Referring expression data:
* * *
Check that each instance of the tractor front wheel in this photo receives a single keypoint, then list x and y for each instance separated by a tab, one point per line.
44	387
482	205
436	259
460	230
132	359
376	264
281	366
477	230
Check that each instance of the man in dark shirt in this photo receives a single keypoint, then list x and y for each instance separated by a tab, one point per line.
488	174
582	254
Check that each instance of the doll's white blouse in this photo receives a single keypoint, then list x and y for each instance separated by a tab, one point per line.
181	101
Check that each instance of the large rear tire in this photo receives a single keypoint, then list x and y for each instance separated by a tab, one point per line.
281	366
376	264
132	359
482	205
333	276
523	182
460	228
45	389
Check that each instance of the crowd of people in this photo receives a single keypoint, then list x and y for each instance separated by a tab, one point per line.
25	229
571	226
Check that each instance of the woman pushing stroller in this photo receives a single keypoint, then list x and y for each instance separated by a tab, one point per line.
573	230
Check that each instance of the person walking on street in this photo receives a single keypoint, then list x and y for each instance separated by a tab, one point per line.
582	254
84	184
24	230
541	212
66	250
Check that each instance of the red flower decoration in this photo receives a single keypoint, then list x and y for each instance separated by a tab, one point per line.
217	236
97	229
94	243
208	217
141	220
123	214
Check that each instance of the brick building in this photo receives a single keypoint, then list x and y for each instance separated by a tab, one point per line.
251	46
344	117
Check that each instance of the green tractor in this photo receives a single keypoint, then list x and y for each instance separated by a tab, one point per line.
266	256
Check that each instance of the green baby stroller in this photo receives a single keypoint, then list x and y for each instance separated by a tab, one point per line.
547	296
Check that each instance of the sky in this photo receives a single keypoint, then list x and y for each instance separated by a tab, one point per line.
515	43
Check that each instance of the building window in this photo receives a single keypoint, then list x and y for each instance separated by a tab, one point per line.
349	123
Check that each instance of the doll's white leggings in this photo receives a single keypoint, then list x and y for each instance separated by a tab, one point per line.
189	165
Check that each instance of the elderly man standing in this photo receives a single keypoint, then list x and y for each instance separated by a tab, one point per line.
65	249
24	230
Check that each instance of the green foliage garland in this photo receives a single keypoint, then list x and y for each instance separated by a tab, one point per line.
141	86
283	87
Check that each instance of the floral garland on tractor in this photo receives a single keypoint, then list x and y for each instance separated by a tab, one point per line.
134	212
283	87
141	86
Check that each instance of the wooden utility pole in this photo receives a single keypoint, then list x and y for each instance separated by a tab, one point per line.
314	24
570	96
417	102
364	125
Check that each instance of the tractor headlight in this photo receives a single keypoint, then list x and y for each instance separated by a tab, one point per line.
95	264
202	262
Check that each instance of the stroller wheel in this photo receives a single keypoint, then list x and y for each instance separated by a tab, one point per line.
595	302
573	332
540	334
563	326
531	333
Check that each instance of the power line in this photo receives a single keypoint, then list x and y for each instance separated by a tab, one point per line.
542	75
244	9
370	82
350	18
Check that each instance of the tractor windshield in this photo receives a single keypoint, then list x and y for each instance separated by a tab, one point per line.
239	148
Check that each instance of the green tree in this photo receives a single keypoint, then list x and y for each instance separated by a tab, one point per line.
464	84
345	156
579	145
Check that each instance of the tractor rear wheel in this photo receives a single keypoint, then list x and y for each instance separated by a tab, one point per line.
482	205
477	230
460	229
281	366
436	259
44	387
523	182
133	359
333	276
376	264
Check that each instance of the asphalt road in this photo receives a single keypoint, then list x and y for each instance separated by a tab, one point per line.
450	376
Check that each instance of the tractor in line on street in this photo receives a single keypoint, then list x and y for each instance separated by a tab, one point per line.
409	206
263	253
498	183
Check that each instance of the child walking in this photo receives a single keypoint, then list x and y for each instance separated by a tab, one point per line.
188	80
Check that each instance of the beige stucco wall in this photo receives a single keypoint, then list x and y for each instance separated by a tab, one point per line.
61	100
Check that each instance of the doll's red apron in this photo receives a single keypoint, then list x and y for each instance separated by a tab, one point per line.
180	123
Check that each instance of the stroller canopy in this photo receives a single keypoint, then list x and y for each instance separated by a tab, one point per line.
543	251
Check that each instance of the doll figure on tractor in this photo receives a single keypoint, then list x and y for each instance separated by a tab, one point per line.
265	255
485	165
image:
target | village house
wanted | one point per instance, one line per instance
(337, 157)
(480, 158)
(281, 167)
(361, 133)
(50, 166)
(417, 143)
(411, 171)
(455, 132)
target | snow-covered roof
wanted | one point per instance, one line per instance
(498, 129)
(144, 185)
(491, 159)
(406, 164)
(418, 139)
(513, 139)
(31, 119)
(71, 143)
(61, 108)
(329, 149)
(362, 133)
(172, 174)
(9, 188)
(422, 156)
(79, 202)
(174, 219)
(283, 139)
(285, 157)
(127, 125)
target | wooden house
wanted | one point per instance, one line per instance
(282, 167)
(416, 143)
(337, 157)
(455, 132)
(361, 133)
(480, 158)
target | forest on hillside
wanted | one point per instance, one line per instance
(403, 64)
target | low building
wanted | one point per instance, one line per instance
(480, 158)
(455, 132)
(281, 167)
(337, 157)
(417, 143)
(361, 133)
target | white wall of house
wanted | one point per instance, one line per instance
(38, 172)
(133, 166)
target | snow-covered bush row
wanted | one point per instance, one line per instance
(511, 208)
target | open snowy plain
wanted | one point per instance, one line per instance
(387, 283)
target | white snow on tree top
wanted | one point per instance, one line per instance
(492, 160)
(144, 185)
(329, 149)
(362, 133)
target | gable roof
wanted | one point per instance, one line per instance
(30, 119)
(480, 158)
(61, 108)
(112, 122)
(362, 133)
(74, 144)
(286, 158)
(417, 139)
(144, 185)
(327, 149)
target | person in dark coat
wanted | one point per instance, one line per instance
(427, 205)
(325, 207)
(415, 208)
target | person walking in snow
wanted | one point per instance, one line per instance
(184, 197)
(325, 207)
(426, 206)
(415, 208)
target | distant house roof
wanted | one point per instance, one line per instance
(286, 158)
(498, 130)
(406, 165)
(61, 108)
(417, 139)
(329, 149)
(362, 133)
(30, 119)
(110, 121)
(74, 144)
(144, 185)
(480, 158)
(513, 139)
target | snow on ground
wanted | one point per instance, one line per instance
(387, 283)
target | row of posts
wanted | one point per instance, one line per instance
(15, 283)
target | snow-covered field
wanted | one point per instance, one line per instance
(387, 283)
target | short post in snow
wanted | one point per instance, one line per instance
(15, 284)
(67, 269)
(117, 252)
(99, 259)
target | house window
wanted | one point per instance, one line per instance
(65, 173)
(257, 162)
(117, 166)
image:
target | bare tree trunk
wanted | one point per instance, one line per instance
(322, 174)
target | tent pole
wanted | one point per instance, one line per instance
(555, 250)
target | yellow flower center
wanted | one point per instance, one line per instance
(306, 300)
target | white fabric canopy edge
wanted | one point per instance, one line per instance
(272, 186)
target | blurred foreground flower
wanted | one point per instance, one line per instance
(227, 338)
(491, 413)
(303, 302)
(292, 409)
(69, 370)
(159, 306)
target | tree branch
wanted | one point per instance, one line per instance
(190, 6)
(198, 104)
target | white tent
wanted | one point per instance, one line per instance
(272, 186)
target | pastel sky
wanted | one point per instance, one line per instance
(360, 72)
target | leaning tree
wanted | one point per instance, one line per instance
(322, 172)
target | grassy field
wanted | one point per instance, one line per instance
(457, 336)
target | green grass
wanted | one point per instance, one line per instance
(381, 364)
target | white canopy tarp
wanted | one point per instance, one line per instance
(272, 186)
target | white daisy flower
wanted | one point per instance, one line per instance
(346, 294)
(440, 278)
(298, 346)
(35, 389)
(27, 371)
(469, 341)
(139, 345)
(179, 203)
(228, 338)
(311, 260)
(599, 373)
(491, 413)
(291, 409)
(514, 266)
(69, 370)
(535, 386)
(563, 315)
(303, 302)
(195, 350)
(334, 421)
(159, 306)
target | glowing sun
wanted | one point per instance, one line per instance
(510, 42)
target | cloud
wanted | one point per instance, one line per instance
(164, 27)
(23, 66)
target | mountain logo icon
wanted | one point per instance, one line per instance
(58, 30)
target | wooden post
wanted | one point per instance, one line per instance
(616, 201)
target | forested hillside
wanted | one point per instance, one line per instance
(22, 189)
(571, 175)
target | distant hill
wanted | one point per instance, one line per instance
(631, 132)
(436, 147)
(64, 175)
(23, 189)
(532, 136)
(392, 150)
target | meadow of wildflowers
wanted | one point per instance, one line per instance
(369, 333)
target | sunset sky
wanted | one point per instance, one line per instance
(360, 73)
* * *
Task directions:
The expected answer is an exact copy of the lines above, beginning at the line with "target | yellow flower center" and ending at the line with "target | pastel sky", with both ends in.

Completed exercise:
target | yellow flower center
wanted | one point per instance, one line per instance
(306, 300)
target | white fabric canopy edge
wanted | one point per instance, one line per instance
(272, 186)
target | blurred foreground flower
wanted | one point per instance, one line per instance
(227, 338)
(491, 413)
(303, 302)
(292, 409)
(69, 370)
(159, 306)
target | tree branch
wanted | one point per instance, one line per instance
(190, 6)
(198, 104)
target | white tent
wanted | one point per instance, one line per instance
(272, 186)
target | pastel sky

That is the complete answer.